-------- 掲載本文 --------
大阪で転職希望者が増加、理由は「正社員に」「さらに良い待遇で」
大阪労働局によると、大阪府内で4月より求職活動を始めた人の中で、離職者や失業中の人が減少したことがわかりました。
その一方で、現在仕事についていながら職探しをしている人が前年よりも増加しています。なぜ退職予定しているかと聞くと「正社員になりたい」「さらに待遇の良い仕事につきたい」と考えているためで、その割合は多くなっています。具体的な数字で比較してみると、4月の大阪の新規求職者数は53,363人。前年同月の数字よりも6.5%減っています。内訳を見ても、会社都合や自己都合での退職者と無業者の割合は減っており、在職者は4%増加しています。
在職者の退職予定理由として、「正社員希望」や「より良い待遇への転職希望」をあげている人の割合も多くなっています。パートやアルバイトについても同様の傾向があり、仕事休みが多い土日祝日にも利用できるハローワーク梅田に訪れる人も増えています。
「35歳限界説」崩れ、ミドル層・キャリア女性求められる
これまで、転職をするには35歳をすぎると難しいという「35歳限界説」がささやかれていました。
しかし、現在転職市場ではその定説が崩れ始めています。転職支援会社が増加しただけではなく、ミドル層を求める情報を出す企業も増えているのが現状です。これは成長過程にある企業が、仕組みを回せる人材を求めて採用しているもの。
具体的に業種別でミドル層の求人増加が見込まれるかを見てみると、メーカー・建設不動産・ITインターネットが上位を占めていました。人材サービス会社「エン・ジャパン」に登録している35歳以上の割合は、14年1~2月と前年同期を比べると20%上がっているデータがあります。
また、国の政策に合わせて女性管理職の比率を高めるための動きもあります。現在女性で管理職を目指す方のための転職サイト「ビズリーチ」では、1,900社の人事担当者が登録者の情報を検索・閲覧しスカウトメールを送る仕組みがとられています。
経験を活かせるのは同業界とは限らない
経験を活かした転職を行う場合、同業界内で求人を探すほうが、今まで培ってきた経験やノウハウを活かしやすいのは言うまでもありません。とはいえ、同業界内でしか経験を活かした転職ができないとは限りません。
例えば、WEBデザイン会社で働く場合は、クリエイティブな能力よりも、専門性の高い業界で働いてきた経験が重宝されるケースもあります。これは、業界に精通している人のほうが、クライアントのニーズを的確に把握できるためです。
同じ理由で、医療器具や医療機器を作るメーカーへ転職する場合も、医療業界に携わってた人が優遇されるケースもあります。どの業界で働いてきたとしても、自身の経験を活かした転職を成功させるためには、「自分の経験がどこの職場で活かせるか」ということを適格に見出すことも重要となるのです。
景気回復もミドル層登用の後押しに
企業では、新年度に向けて採用活動が活発になっています。厚生労働省発表の4月の有効求人倍率も1.08倍で、これは17か月連続で改善されています。前向きに新しい職を探す人が増えており、意欲を示して活動する転職希望者が多くなってきています。
しかし、ミドル層であれば誰でもOKというわけではありません。それまでの仕事で培った人脈を新しい職で生かせるかが問われます。もしくは、若い社員に対する指導力も求められています。結局、転職の際には即戦力が求められ、専門性が高く人脈を持っていることが必要になるためミドル層も同じく厳しい状況にあるといえるでしょう。
-------- 提供情報 --------
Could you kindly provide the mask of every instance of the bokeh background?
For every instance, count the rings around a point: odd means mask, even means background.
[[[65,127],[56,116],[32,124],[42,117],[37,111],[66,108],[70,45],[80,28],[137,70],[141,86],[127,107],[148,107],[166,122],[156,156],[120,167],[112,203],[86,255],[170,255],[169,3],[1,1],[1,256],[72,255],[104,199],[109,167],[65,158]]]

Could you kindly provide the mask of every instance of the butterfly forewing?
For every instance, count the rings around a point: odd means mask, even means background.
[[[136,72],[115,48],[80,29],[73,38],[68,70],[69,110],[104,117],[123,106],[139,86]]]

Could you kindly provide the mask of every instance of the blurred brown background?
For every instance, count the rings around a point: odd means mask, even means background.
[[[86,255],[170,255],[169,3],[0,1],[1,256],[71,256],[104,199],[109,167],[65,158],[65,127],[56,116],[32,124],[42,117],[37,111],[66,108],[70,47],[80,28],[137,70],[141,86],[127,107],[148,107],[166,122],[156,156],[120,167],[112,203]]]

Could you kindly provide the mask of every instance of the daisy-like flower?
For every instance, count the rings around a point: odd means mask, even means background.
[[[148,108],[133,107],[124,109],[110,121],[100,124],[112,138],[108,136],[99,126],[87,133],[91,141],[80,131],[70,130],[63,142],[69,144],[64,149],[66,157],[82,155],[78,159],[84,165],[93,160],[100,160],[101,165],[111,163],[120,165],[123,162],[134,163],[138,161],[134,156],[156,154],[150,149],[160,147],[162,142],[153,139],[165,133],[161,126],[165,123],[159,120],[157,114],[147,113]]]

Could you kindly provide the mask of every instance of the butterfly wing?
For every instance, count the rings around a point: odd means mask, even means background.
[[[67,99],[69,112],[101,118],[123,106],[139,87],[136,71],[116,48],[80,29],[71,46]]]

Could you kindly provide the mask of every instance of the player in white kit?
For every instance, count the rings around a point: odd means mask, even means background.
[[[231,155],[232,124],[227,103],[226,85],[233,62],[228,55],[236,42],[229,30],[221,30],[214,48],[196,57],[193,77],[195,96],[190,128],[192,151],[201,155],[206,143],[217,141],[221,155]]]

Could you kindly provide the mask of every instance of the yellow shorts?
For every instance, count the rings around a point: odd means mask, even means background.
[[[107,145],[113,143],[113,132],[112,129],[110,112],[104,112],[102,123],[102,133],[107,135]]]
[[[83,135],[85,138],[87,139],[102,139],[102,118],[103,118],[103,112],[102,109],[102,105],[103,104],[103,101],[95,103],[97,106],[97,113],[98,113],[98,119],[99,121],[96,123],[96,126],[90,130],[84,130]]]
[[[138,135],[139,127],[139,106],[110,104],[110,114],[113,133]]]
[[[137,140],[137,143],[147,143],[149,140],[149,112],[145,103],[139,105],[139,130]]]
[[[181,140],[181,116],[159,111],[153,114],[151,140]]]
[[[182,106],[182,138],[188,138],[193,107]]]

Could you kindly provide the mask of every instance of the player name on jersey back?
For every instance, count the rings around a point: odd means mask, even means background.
--------
課題の目標:
転職市場の記事をもとに、次の問いに答えよ。
(a) 4月の大阪の新規求職者数は何人か。
(b) 転職サイト「ビズリーチ」で登録者の情報を検索・閲覧する人事担当者は何社のものか。
(c) 厚生労働省発表の4月の有効求人倍率は何倍か。
記録は参照しなくてよい。

課題の解答:
(a) 53,363人
(b) 1,900社
(c) 1.08倍